Stored data entries:

= = = =

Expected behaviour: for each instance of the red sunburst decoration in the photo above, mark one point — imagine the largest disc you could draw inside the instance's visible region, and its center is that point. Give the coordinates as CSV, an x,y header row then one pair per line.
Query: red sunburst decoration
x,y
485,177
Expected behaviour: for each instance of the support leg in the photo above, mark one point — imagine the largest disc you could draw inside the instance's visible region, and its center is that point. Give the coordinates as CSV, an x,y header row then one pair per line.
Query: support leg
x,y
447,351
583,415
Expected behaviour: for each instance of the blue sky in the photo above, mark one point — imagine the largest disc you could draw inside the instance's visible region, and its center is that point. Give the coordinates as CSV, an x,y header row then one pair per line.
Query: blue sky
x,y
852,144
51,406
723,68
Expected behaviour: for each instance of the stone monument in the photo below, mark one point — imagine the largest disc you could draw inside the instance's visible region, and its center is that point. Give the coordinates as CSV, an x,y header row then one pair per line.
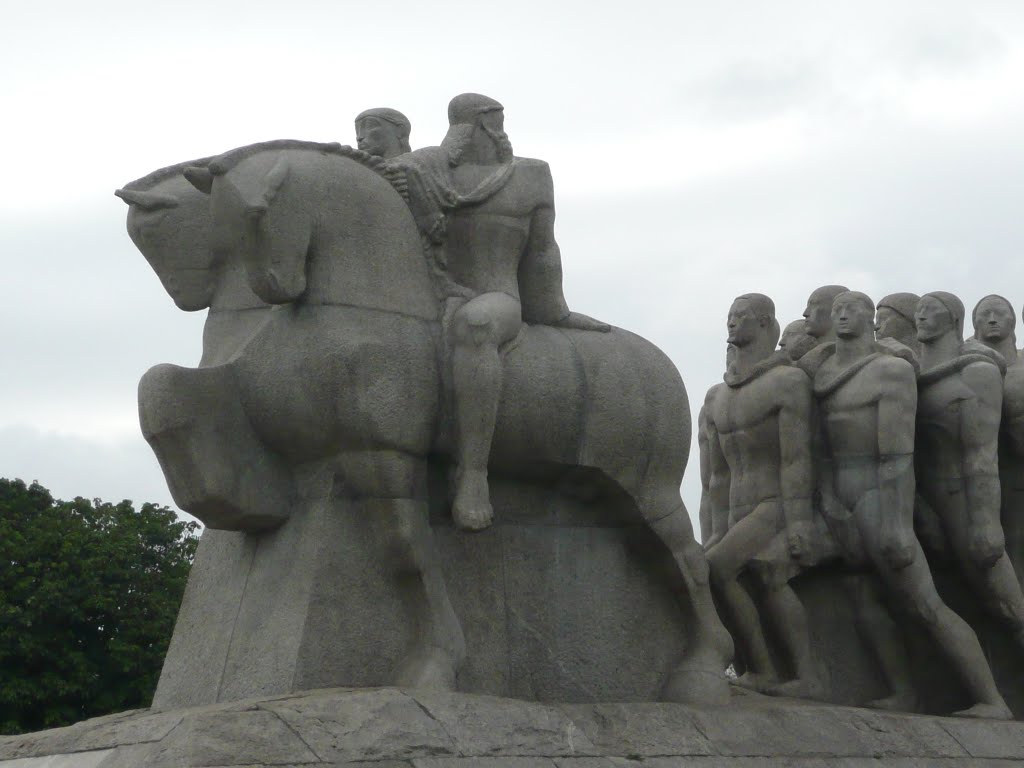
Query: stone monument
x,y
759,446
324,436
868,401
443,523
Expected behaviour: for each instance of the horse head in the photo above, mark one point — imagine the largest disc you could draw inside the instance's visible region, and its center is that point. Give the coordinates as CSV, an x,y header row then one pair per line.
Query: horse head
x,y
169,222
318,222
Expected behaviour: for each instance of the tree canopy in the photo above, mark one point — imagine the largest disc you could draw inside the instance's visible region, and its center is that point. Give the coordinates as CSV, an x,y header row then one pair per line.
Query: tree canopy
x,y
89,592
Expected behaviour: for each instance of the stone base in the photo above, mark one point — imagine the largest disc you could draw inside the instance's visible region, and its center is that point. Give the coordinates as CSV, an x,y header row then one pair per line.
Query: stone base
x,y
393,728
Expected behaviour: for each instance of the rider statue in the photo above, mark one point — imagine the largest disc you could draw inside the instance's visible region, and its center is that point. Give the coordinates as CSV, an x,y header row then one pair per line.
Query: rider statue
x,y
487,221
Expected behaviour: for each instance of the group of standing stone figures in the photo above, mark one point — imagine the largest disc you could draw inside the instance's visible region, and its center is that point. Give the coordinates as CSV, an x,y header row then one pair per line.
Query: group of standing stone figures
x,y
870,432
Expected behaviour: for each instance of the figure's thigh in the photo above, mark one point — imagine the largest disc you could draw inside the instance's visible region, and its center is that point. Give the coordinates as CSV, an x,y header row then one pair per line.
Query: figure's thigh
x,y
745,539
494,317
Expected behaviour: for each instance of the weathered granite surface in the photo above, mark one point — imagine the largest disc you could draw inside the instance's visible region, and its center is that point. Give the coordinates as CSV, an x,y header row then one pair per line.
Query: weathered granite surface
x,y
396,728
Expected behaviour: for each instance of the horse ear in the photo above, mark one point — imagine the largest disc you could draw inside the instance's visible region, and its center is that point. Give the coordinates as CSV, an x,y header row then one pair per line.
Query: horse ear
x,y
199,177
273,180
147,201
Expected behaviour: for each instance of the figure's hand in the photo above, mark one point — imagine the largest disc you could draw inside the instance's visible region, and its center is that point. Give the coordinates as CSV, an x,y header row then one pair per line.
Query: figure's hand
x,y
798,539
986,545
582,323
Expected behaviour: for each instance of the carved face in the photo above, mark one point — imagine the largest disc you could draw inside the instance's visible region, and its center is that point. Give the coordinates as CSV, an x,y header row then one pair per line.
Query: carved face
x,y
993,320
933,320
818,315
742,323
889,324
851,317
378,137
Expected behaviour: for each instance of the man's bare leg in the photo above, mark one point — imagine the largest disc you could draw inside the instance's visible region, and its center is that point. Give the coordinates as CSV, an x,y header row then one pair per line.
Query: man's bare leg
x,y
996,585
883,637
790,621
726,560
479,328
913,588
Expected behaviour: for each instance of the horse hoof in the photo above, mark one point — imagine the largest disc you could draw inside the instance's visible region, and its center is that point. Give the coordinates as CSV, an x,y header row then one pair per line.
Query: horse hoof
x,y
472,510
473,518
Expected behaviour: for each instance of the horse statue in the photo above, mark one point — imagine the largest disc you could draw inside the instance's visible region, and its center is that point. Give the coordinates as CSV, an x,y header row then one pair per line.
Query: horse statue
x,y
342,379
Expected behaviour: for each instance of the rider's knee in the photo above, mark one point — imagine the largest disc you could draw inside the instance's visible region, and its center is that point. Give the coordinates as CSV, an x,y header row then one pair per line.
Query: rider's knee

= = = =

- [Problem to solve]: Type out the entries again without a single change, and leave the pictures out.

- [Response to this exercise]:
Expected behaviour: for each instance of the red sunburst decoration in the photo above, mark one point — imagine the largest disc you could draw inside the instance's visible region, and its center is that point. Give the coordinates as CSV, an x,y header row then one pair per line.
Query: red sunburst decoration
x,y
485,177
Expected behaviour: for each instance of the support leg in the photo above, mark one point — imagine the largest disc you could draw inside the instance's visible region, and its center is that point. Give the coordinates as CSV, an x,y header row then one pair per line.
Query: support leg
x,y
447,351
583,415
Expected behaviour: for each instance of the blue sky in the photo above, mark one point — imagine the largest disc you could draw inside the instance's visible region, and its center is that point. Give the coordinates as CSV, an x,y header row then one pair per line.
Query: blue sky
x,y
852,144
51,406
723,68
Expected behaviour: for each instance of the stone monument in the photo below, mark one point — imagine the largest disc you could draw inside the instance's visible region, and its center is that point. Give the coordinates as CSV, an x,y header row then one pair per line.
Query: stone monument
x,y
759,446
324,436
868,401
443,523
Expected behaviour: for each instance of the horse head in the photo above, mark one point — imagine the largest disc you could draw inside the instance's visible region, and its center is that point. Give the coordinates as CSV, an x,y header row then one pair per line.
Query: horse head
x,y
169,222
318,222
Expected behaviour: for each instance of the tree canopy in the photo above, mark one point — imagine the largest disc you could draw inside the instance's visible region, and its center is that point. Give the coordinates as CSV, an x,y header row then one pair per line.
Query: tree canopy
x,y
89,592
Expected behaviour: for each instance of the stone base in the photo above, mark one point — imagine the largest disc you could draw inside the instance's visible region, and its center is that point. Give the coordinates as CSV, an x,y header row then one pair per line.
Query: stone base
x,y
393,728
Expected behaviour: for each instance of the rider statue in the photo above, mark one point — imagine the largest disc you could draw inside the instance's visible region, and its center is that point. Give the coordinates as CSV, an x,y header row then one pair per line.
Query: rider statue
x,y
487,221
Expected behaviour: for each instance of the group of standing stone figures in the photo above, mark one point — imagine the largest disc you could draw inside the instance's visible region, and its center is that point. Give the coordinates as CSV, an x,y header row then one pair per line.
Query: group of standing stone figures
x,y
870,432
Expected behaviour: for each instance of the figure's thigh in the photo above, mark one point — imagine the largest disc you could draw inside the instance's visible region, and its center is that point. Give the coordinates as CSV, an x,y header row then one pair per line.
Query: figure's thigh
x,y
745,539
494,317
Expected behaviour: for each instance of the weathered granite surface in the photo above, mark one point — imagine the largest disc you could draw inside the instance's visible region, and its center is that point. Give the coordinates as CSV, an x,y header row then one pair per line.
Query: weathered granite surface
x,y
396,728
Expected behaviour: for each instance of the horse ear in the photo above, mark one point — imagine the largest disc you could draw inside the instance's visible region, and its center is that point. Give the coordinates as CSV, an x,y header row then one pair per line.
Query: horse ear
x,y
199,177
273,180
147,201
Expected behaviour: for each instance of the figure's hand in the photo above, mark one point — imagine the largest disc you could draw inside the instance's visible region, and its center is that point. Give the coordinates as CSV, an x,y header row then one pair per line.
Query: figure's hand
x,y
798,539
986,545
582,323
Expected behaviour: for each instance of the carved face in the photo above, mark one point — imagine the largest disc you could draw inside the instance's visible region, and its center is that point. Give the coordinates as CSV, an x,y header row then one pair per line.
Query: carved face
x,y
993,320
933,320
818,315
742,323
889,324
851,317
378,137
Expected behaviour: for each instance of the man's bare leg in the photo above, mark one point — imagine the largest disc you could draw inside the instance's visible region, and its center is that point. Give the coordinates as CSV, an x,y header row then one pair per line.
Query: man's bare leg
x,y
996,585
883,637
790,621
726,560
479,328
913,588
Expected behaviour: for each instance of the horse hoof in the photo above, mark one point — imagine the largest disc you could draw inside the instance's visible region, and its center is that point. Give the coordinates as CSV, an x,y header row then one pair per line.
Query: horse hoof
x,y
472,510
473,518
Expected behaviour: for each instance of the horse statue in the photo above, mark one point — imagine the largest disc you could draw inside the instance's visible region, and its center is that point. Give the coordinates as CSV, an x,y header row then one pair per line.
Query: horse statue
x,y
342,379
Expected behaviour: for each instance of the rider's knee in the photo above, mark one point — imagine the largest disc you could draw inside the instance's visible region, and its center is that point. Give the coordinates as CSV, an x,y header row then one pair per line.
Query: rider's knee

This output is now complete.